= Beginning of Section =

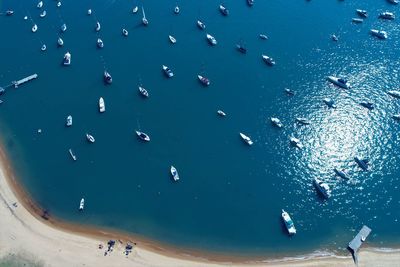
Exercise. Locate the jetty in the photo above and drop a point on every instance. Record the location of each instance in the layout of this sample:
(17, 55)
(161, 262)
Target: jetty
(357, 241)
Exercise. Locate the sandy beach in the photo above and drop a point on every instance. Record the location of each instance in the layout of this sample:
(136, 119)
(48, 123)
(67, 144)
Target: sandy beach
(26, 236)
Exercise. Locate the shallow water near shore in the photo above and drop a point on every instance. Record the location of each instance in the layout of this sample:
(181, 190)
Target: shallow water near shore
(230, 196)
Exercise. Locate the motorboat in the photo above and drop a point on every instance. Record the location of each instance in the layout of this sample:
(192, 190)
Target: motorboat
(387, 15)
(394, 93)
(102, 106)
(144, 20)
(379, 34)
(98, 27)
(73, 156)
(67, 59)
(69, 121)
(363, 163)
(168, 72)
(288, 222)
(211, 39)
(296, 142)
(269, 60)
(341, 173)
(362, 13)
(90, 138)
(172, 39)
(221, 113)
(223, 10)
(204, 81)
(60, 41)
(276, 122)
(241, 48)
(323, 188)
(302, 121)
(174, 173)
(201, 25)
(143, 92)
(246, 139)
(100, 43)
(107, 77)
(63, 27)
(339, 82)
(367, 104)
(329, 102)
(143, 136)
(82, 204)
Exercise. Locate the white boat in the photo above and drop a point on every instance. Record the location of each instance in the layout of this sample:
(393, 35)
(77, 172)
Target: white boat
(67, 59)
(339, 82)
(387, 15)
(69, 121)
(322, 187)
(144, 20)
(98, 27)
(246, 139)
(276, 122)
(82, 204)
(204, 81)
(60, 41)
(288, 222)
(63, 27)
(143, 136)
(90, 138)
(167, 71)
(172, 39)
(100, 43)
(394, 93)
(211, 39)
(73, 156)
(269, 60)
(296, 142)
(102, 106)
(143, 92)
(201, 25)
(221, 113)
(174, 173)
(379, 34)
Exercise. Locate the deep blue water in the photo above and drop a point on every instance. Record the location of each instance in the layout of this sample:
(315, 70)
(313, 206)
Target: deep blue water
(230, 195)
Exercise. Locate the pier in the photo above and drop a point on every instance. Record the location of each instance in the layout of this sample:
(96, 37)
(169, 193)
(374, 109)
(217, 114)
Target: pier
(357, 241)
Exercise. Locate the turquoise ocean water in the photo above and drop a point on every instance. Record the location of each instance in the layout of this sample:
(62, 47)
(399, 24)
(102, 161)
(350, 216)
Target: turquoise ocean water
(230, 196)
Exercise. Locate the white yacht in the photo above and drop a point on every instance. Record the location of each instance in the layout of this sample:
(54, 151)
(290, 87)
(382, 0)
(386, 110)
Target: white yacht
(379, 34)
(67, 59)
(174, 173)
(322, 187)
(339, 82)
(246, 139)
(143, 136)
(276, 122)
(69, 121)
(102, 106)
(211, 39)
(288, 222)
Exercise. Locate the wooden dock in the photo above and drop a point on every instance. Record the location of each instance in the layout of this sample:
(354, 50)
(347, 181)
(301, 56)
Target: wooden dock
(357, 241)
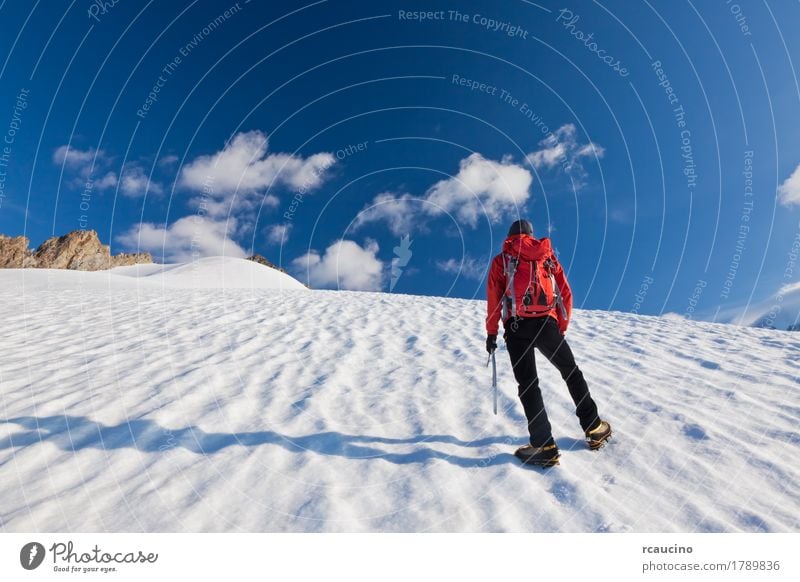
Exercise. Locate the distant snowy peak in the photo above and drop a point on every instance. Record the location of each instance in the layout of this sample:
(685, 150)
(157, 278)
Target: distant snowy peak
(205, 273)
(781, 311)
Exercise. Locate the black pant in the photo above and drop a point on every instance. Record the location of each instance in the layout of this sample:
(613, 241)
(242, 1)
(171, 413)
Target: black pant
(543, 333)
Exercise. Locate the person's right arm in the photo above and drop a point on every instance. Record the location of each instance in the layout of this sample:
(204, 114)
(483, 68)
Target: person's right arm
(495, 289)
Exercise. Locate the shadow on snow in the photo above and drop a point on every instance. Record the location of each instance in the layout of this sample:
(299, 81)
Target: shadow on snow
(73, 433)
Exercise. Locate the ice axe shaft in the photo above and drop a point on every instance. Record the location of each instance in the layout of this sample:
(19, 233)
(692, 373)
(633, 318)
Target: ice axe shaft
(494, 378)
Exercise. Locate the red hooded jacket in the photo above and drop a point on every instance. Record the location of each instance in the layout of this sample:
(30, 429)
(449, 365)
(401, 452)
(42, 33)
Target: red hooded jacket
(526, 248)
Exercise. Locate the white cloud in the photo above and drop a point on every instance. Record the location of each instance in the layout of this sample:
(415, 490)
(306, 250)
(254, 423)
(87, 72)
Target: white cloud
(108, 180)
(168, 161)
(468, 267)
(243, 165)
(481, 188)
(789, 191)
(344, 265)
(278, 234)
(400, 212)
(789, 288)
(187, 238)
(135, 182)
(561, 149)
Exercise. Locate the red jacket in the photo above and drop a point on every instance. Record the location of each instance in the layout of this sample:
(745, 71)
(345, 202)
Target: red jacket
(526, 248)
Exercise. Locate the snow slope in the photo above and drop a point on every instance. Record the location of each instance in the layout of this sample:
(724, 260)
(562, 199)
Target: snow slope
(205, 273)
(154, 408)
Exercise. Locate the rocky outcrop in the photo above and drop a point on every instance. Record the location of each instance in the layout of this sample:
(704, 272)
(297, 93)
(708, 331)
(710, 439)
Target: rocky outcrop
(79, 250)
(128, 259)
(260, 259)
(14, 252)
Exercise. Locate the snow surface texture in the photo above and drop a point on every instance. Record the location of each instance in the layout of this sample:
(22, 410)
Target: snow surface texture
(128, 405)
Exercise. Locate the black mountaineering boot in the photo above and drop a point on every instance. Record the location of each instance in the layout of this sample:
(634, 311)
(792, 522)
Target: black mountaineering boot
(598, 436)
(546, 456)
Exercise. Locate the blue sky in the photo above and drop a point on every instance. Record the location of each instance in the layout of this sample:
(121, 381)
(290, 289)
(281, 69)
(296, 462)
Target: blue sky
(657, 142)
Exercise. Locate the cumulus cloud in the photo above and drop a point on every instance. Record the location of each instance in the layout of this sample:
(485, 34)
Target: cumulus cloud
(481, 188)
(106, 181)
(187, 238)
(135, 182)
(344, 265)
(168, 161)
(561, 149)
(467, 267)
(398, 211)
(244, 165)
(789, 191)
(278, 234)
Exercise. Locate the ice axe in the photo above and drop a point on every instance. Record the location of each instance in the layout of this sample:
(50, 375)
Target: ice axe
(494, 377)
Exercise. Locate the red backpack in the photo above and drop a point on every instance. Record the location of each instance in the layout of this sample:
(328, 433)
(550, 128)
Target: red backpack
(531, 289)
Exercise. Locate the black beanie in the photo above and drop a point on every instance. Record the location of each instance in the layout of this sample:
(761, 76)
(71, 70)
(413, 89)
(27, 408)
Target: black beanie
(520, 227)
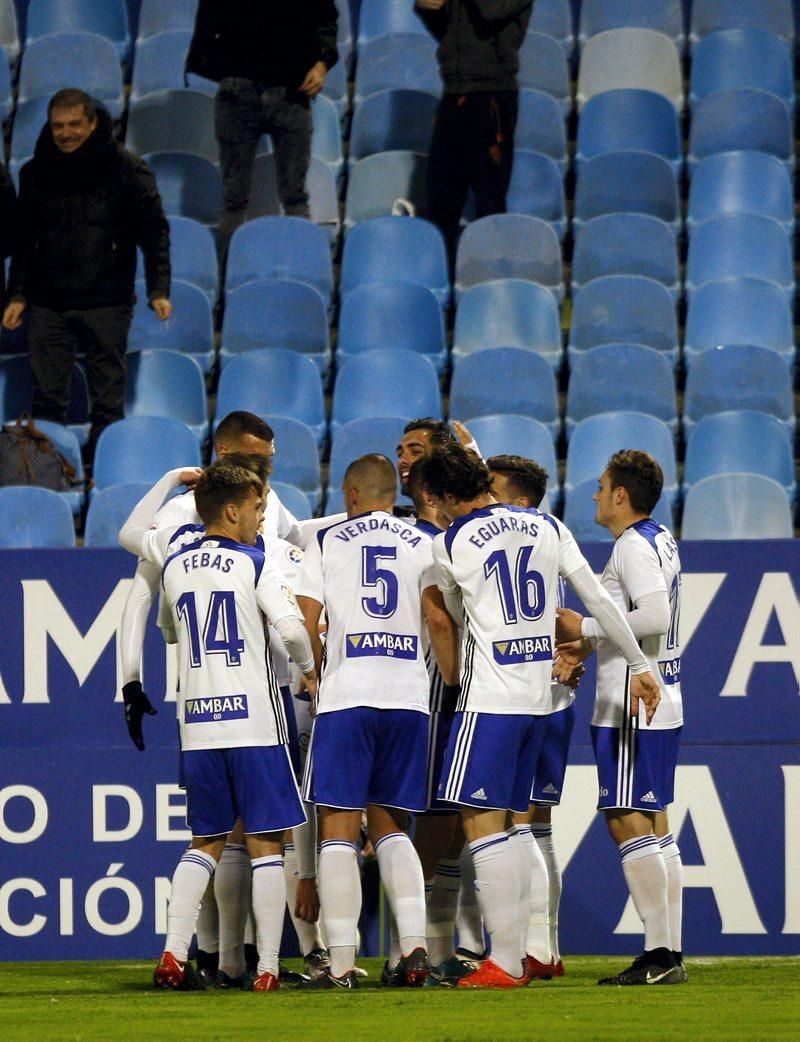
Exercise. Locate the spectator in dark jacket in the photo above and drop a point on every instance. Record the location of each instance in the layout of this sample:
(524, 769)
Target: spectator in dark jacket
(85, 203)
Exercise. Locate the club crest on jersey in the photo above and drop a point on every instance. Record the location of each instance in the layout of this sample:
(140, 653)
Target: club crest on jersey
(670, 670)
(216, 708)
(390, 645)
(522, 649)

= End of Section =

Return the material above in exact form. Pictures stay out.

* _Exercise answer_:
Exercise. Locate the jetty in the photo above and drop a point on every instance. Record the location of each instance in the layout of this sample:
(17, 55)
(161, 262)
Target: jetty
(357, 241)
Exercise. Locate the sandy beach in the photo above and drop a point on every instance. Record the location of each instance in the layout of this sample:
(136, 119)
(48, 123)
(67, 144)
Target: sandy beach
(26, 236)
Exercise. Locate the shallow water near shore in the photo above and drop a point on every instance. Record the location of each instance in the layout of this sample:
(181, 190)
Target: shallow water near shore
(230, 196)
Exercise. Locate the motorboat in the photo above and drop a point on every instance. Record the location of each instance in the layout of this sample:
(192, 190)
Target: motorboat
(387, 15)
(394, 93)
(102, 106)
(144, 20)
(379, 34)
(98, 27)
(73, 156)
(67, 59)
(69, 121)
(363, 163)
(168, 72)
(288, 222)
(211, 39)
(296, 142)
(269, 60)
(341, 173)
(362, 13)
(90, 138)
(172, 39)
(221, 113)
(223, 10)
(204, 81)
(60, 41)
(276, 122)
(241, 48)
(323, 188)
(302, 121)
(174, 173)
(201, 25)
(143, 92)
(246, 139)
(100, 43)
(107, 77)
(63, 27)
(339, 82)
(367, 104)
(329, 102)
(143, 136)
(82, 204)
Exercise. Locate the white boat in the photo above and drop a point on every instance. Record the location of each instance in the layout of this sample:
(393, 35)
(77, 172)
Target: white boat
(67, 59)
(339, 82)
(387, 15)
(69, 121)
(322, 187)
(144, 20)
(98, 27)
(246, 139)
(276, 122)
(82, 204)
(204, 81)
(60, 41)
(288, 222)
(63, 27)
(143, 136)
(90, 138)
(167, 71)
(172, 39)
(100, 43)
(394, 93)
(211, 39)
(73, 156)
(269, 60)
(296, 142)
(102, 106)
(143, 92)
(201, 25)
(221, 113)
(174, 173)
(379, 34)
Exercise. Locate the deep blue water in the photo above and drop a point on every instance. Record the location of each instance in the layout of this sample:
(315, 70)
(313, 206)
Target: deep blue water
(230, 195)
Exercise. Locate the pier in the photo above and drop a point on every instance. Record the location of each instance in the layout of this sample:
(96, 37)
(169, 193)
(374, 109)
(217, 114)
Target: pier
(357, 241)
Exercise. Locate the turquoise ocean water in the photo above and drop a point on every instance. Record the location of each instance in the layout of this sample:
(62, 47)
(399, 24)
(102, 161)
(350, 216)
Target: turquoise ocean water
(230, 196)
Exercise. Locate the white yacht in the photo above and drop a point on every instance. Record the location of each instance in the layout of this sample:
(54, 151)
(290, 87)
(382, 0)
(386, 110)
Target: white yacht
(379, 34)
(67, 59)
(174, 173)
(322, 187)
(339, 82)
(246, 139)
(143, 136)
(276, 122)
(69, 121)
(102, 106)
(211, 39)
(288, 222)
Exercise. Locate the wooden dock in the photo above and drop a point on every instance. Record the location of each instance in the layout of this sample:
(354, 50)
(347, 181)
(301, 56)
Target: wooden dock
(357, 241)
Exercise. Locate the distant snowy peak in the photo above and drop a point on every instance. Record the location of each instance in the layout of this sample:
(685, 150)
(157, 278)
Target: distant snowy peak
(205, 273)
(781, 311)
Exercise. Locate the black pant in the photo above and drop a point on every instance. Record the location of each instance in the layout of this sample:
(613, 241)
(242, 1)
(171, 413)
Target: black pant
(543, 333)
Exercise. Locate the person's right arm in the photo above and drop a point on every instance. Record the location of each instance in the layout of this sample:
(204, 114)
(483, 68)
Target: person's right arm
(495, 289)
Exercise. Locate the shadow on snow in the photo above and drop a point on every instance. Record the location of each instance in the layout of this sample:
(299, 81)
Target: shadow on snow
(73, 433)
Exercise. Locate the ice axe shaft in the photo above and drop a point on every instance. Record the location of each instance in the layout of this sample:
(19, 233)
(692, 373)
(633, 318)
Target: ice axe shaft
(494, 378)
Exercise. Locate the red hooded jacket in the photo above and drop a point on every instance. Record the location of each instance in the layout of this sample:
(30, 429)
(449, 365)
(401, 452)
(42, 33)
Target: red hooded jacket
(526, 248)
Exercise. Locate the white cloud in the photo above and drop a point on every instance. Record the location of each instance in the layout of this sample:
(415, 490)
(306, 250)
(254, 423)
(87, 72)
Target: white cloud
(108, 180)
(168, 161)
(468, 267)
(243, 165)
(481, 188)
(789, 191)
(344, 265)
(278, 234)
(400, 212)
(789, 288)
(187, 238)
(135, 182)
(561, 149)
Exercise. Locate the red jacket in the photo above and drop a point on every instance. Record the location of each instance in the layout of this sample:
(745, 71)
(345, 202)
Target: red jacket
(526, 248)
Exercise. Locate the snow slope in the photo above and drop a point on every instance. Record the location of each instance in the layout of this sample:
(724, 260)
(562, 199)
Target: snow slope
(205, 273)
(154, 408)
Exercise. Locate the rocky outcrop in the photo above and drop a point on every instance. Record the location of each instance in the layout of this sample:
(704, 272)
(297, 93)
(708, 331)
(710, 439)
Target: rocky outcrop
(79, 250)
(128, 259)
(260, 259)
(14, 252)
Exercise. Locate the snow surface texture in the photo above and drop a point on every instance. Record the location of each instance in the layout of this sample:
(22, 410)
Target: snow surface texture
(128, 405)
Exercise. Locate the black mountaineering boot in the photo above and drop a point on every instance. Record the location of each instance in the layout of this sample:
(634, 311)
(792, 522)
Target: black mountaineering boot
(598, 436)
(546, 456)
Exercise. Locate the blue sky in the photo above and drop a point on every instance. Record the location of each instance in the layout of this sample:
(121, 381)
(290, 289)
(281, 69)
(296, 462)
Target: blue sky
(657, 142)
Exercise. Locate the cumulus cloud in the photo above and drop a point on every instance. Record the location of each instance in the layout of this sample:
(485, 34)
Target: cumulus cloud
(481, 188)
(106, 181)
(187, 238)
(135, 182)
(344, 265)
(168, 161)
(561, 149)
(467, 267)
(398, 211)
(244, 165)
(789, 191)
(278, 234)
Exercise. Locate the ice axe in the photo above and drop a point on every instance. Record the location of each instance in the layout of this sample:
(50, 375)
Target: ice axe
(494, 377)
Exercise. Locate the red backpack in the photo above and drop a point on every instance. Record the location of each instance in the layout of this sample:
(328, 433)
(550, 128)
Target: red backpack
(531, 289)
Exercise. Locate the black beanie in the photo above and drop a point on every instance. Record the location of each instance in the layout of this sample:
(761, 76)
(71, 70)
(413, 89)
(27, 408)
Target: black beanie
(520, 227)
Exercise. Locate the spectator in dark jacket in the photo above and drop a point on every instance. Record the location of each instance in the layout of this sample:
(524, 769)
Target: spectator in dark jacket
(85, 203)
Exercise. Locate the club crest on jersey in the photo above and drop a point on every instance. Record the location of each instance in the layout of this sample:
(140, 653)
Target: club crest on jersey
(670, 670)
(216, 708)
(390, 645)
(522, 649)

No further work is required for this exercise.